Excerpts from a point labeling dataset:
———

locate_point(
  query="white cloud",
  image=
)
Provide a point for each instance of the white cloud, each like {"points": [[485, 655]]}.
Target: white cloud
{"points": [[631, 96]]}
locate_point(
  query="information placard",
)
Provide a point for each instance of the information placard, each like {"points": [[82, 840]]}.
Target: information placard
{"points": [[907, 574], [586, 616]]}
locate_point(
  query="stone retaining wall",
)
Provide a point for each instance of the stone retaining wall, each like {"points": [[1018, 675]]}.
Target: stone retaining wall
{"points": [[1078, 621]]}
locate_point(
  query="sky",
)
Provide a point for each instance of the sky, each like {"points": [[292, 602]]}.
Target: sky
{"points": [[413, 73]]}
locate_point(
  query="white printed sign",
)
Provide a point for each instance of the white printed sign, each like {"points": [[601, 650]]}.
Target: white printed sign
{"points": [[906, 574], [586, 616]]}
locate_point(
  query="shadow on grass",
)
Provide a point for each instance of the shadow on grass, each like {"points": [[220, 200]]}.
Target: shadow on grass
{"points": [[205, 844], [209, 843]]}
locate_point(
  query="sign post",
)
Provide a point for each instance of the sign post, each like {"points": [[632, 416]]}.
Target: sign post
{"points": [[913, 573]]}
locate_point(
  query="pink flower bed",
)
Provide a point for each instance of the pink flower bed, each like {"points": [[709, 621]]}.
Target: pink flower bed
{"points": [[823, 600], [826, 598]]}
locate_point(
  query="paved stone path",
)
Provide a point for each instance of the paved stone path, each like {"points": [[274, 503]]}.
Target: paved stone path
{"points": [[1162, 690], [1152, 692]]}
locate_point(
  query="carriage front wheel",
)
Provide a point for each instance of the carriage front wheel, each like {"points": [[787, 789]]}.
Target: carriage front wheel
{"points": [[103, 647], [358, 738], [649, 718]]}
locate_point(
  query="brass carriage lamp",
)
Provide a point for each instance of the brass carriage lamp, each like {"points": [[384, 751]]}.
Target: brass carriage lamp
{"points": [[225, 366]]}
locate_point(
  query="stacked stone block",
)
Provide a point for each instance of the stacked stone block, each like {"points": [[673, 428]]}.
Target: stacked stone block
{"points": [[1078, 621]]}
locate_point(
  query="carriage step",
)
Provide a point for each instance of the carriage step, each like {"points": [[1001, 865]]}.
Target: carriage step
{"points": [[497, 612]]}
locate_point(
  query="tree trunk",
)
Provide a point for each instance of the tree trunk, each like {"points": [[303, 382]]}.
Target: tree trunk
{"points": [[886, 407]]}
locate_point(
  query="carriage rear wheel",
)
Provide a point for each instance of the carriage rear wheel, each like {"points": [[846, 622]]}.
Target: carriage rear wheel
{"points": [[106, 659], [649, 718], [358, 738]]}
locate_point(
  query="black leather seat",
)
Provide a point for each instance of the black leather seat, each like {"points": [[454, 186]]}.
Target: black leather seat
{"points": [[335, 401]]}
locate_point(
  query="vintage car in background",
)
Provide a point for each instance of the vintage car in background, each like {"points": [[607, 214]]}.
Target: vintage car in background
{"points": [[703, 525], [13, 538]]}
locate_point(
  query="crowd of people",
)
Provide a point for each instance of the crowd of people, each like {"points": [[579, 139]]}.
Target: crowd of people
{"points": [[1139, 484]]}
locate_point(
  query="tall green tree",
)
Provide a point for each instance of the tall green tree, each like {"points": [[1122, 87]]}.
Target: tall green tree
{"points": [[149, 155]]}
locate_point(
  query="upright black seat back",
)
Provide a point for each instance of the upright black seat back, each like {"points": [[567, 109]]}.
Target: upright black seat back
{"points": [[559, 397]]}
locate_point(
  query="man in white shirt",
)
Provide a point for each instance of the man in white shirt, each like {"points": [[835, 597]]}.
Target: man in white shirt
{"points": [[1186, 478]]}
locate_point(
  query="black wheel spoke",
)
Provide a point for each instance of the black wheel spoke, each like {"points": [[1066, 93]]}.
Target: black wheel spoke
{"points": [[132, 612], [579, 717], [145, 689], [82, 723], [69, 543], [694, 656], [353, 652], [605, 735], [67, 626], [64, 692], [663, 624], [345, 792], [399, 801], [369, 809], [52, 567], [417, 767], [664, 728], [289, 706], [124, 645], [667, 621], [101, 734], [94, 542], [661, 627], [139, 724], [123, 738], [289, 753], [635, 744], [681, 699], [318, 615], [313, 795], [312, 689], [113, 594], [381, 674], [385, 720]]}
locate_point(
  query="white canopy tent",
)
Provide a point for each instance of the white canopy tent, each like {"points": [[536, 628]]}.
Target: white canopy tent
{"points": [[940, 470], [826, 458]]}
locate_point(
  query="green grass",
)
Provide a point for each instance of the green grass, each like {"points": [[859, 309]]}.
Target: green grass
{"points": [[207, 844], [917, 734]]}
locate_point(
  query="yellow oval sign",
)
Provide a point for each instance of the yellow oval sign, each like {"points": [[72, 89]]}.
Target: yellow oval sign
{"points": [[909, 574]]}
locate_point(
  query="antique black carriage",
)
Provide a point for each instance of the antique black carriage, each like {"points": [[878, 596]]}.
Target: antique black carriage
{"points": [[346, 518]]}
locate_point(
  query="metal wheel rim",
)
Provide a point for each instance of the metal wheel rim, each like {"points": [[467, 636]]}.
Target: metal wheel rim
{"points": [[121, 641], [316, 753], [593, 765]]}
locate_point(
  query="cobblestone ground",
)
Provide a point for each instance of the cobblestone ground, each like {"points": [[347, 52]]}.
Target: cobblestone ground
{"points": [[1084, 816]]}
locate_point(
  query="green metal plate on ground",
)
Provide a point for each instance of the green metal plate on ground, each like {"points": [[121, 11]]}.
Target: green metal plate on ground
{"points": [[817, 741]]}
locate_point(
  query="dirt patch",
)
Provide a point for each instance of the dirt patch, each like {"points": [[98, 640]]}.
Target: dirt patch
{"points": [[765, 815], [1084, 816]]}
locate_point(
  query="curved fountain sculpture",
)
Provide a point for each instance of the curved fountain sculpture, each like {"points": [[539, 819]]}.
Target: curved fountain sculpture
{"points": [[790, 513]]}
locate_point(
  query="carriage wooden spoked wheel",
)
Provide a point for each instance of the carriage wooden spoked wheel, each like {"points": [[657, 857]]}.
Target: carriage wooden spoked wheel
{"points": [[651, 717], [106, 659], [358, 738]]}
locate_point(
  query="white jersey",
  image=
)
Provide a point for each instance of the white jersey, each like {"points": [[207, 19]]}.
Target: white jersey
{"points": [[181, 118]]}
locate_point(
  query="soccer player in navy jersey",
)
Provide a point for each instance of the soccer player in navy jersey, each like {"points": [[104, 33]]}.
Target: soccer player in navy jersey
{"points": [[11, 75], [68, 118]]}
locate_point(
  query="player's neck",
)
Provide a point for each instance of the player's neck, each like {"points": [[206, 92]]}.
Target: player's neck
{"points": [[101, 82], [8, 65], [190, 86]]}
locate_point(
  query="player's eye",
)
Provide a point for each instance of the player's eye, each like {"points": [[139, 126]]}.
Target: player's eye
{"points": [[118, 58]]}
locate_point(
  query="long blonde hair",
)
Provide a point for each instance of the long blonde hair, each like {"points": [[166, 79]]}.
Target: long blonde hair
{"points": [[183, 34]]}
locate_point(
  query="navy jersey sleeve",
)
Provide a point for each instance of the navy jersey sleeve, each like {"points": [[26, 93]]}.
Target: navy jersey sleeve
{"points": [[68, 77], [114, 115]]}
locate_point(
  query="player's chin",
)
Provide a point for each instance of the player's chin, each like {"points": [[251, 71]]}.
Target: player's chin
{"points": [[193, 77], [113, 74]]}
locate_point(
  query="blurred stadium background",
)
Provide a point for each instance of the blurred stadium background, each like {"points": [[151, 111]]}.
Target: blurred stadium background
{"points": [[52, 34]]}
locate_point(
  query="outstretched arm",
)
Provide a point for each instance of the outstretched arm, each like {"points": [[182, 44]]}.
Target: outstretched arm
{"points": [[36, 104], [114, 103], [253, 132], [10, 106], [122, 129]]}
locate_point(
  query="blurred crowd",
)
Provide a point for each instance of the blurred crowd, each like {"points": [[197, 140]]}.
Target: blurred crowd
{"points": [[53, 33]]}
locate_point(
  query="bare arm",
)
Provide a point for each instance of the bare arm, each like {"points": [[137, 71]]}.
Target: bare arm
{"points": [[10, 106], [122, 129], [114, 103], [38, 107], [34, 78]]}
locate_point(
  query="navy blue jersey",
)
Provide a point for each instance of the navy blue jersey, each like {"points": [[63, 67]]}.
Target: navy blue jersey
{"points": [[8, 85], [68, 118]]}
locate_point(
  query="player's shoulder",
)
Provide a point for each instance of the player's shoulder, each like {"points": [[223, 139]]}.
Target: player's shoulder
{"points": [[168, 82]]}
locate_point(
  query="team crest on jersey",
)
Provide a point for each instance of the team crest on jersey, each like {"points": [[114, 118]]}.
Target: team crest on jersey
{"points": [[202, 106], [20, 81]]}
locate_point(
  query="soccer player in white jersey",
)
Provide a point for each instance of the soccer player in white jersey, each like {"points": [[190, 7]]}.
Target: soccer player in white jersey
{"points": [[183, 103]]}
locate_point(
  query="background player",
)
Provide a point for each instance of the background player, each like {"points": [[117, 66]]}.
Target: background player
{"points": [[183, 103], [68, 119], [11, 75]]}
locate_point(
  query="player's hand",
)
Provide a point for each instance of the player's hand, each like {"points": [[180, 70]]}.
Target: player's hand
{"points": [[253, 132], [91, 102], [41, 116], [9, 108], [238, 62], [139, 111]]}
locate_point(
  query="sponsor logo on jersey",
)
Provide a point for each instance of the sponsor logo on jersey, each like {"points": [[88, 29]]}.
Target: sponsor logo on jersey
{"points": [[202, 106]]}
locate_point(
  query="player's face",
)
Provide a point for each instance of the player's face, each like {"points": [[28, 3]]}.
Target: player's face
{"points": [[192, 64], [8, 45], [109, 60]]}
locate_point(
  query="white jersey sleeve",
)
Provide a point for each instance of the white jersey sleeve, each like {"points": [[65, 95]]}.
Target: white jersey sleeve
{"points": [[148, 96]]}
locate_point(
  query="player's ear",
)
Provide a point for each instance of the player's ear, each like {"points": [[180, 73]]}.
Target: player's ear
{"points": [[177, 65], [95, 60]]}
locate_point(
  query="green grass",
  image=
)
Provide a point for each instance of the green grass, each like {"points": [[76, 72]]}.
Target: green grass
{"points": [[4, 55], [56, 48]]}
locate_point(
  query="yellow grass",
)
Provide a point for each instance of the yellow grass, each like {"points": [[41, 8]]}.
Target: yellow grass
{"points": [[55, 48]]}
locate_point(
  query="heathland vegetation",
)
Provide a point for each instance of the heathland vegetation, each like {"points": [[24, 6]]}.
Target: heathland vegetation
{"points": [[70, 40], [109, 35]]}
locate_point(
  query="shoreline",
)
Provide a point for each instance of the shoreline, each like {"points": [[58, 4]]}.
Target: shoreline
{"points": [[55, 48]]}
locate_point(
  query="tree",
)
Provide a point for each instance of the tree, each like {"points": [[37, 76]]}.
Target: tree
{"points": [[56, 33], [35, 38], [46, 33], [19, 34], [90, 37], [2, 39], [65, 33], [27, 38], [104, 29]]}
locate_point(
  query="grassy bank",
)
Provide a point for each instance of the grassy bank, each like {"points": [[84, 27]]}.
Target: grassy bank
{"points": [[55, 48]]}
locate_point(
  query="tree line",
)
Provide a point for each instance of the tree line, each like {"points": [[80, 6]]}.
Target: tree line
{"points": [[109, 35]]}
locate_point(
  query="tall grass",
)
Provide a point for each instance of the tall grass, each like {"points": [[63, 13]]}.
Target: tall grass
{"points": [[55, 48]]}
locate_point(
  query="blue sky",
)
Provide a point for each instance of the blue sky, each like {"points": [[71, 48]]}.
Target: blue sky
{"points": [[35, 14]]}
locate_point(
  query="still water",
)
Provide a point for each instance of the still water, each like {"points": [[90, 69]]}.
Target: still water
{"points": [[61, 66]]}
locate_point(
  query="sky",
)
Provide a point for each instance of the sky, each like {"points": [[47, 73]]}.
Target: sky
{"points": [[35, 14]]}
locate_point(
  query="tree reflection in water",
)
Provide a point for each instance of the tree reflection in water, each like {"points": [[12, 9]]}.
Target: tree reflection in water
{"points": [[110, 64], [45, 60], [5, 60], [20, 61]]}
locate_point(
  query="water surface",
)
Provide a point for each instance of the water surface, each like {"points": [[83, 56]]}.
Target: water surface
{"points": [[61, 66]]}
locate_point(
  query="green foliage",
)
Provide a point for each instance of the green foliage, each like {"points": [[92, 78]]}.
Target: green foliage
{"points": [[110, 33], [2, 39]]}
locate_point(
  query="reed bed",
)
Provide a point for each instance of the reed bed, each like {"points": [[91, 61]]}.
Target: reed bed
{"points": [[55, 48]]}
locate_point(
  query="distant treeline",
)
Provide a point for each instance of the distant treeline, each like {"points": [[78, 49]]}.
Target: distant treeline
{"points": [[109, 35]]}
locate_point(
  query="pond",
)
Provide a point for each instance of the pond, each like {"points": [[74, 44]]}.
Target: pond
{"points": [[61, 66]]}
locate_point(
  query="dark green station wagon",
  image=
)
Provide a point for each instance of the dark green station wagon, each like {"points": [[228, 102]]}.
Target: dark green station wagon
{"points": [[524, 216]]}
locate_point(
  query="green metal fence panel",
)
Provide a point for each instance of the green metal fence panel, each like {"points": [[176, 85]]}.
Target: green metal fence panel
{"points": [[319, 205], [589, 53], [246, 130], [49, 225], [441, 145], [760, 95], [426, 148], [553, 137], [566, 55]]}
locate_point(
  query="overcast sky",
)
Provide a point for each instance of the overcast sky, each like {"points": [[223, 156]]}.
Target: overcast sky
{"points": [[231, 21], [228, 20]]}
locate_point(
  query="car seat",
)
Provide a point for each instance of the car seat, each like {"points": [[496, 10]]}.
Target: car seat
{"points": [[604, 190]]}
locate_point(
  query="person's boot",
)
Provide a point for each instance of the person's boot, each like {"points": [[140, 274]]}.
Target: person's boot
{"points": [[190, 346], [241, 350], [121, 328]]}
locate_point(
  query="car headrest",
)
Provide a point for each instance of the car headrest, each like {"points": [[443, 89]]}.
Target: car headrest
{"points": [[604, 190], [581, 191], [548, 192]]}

———

List each line in the rows above that contains the string "cobblestone".

  query="cobblestone ground",
Provide a point for each instance of the cobblestone ground, each like {"points": [[347, 52]]}.
Target: cobblestone ground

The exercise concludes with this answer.